▸ Recorded data:
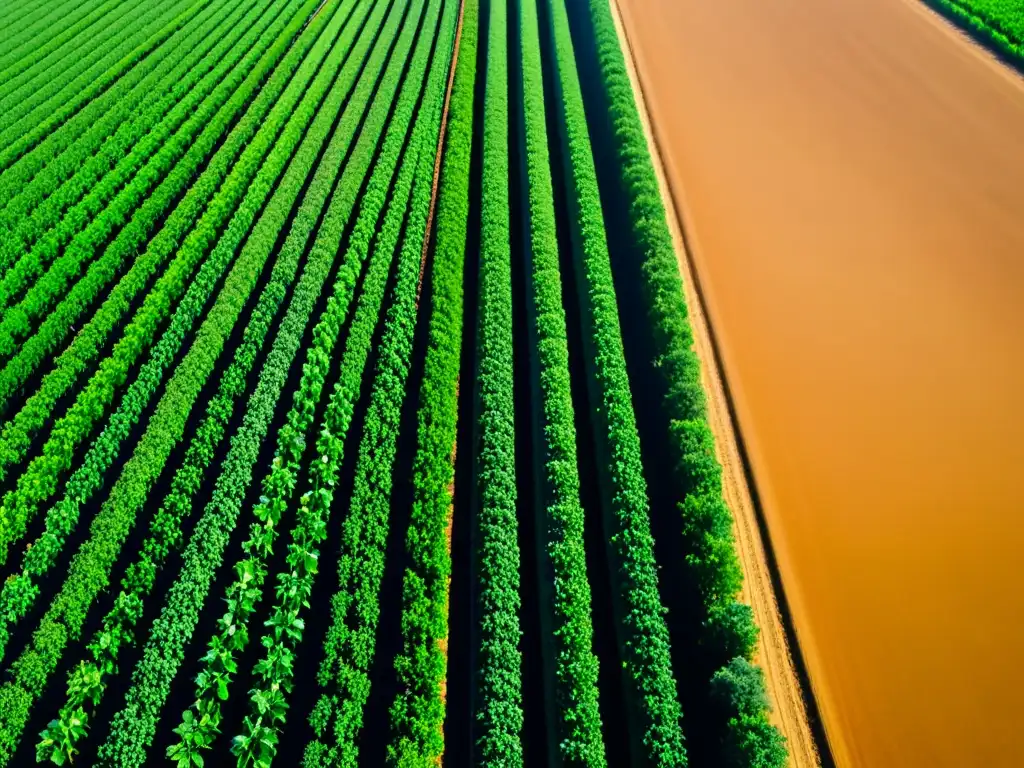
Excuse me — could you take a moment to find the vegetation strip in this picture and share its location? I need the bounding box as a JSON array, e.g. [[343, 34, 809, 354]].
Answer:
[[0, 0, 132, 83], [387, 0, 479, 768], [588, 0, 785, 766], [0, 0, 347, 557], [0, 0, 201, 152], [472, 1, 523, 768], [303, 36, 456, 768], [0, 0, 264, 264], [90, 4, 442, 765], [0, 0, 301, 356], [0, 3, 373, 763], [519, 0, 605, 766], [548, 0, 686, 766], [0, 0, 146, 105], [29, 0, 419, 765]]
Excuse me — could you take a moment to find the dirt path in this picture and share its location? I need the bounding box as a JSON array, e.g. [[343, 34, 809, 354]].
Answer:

▸ Problem description: Reproduce each of the rows above word for word, leaving out the pictures.

▸ Task result:
Excuse me — could you take a moment to find the vegetation strip in this picture and share its location? I need the bounding box as a JSON array, e.g. [[343, 34, 809, 354]].
Answer:
[[0, 0, 132, 83], [387, 0, 479, 768], [588, 0, 785, 766], [0, 0, 347, 557], [0, 0, 201, 152], [472, 1, 523, 768], [303, 36, 456, 768], [0, 0, 264, 264], [90, 4, 442, 765], [0, 0, 301, 356], [0, 3, 373, 763], [519, 0, 605, 766], [548, 0, 686, 766], [0, 0, 146, 105], [29, 0, 419, 765]]
Excuse me — could you take a moment to find the dirt path in this picture and share its location? I need the bounding box as a JSON array, e.g. [[343, 34, 809, 354]].
Answer:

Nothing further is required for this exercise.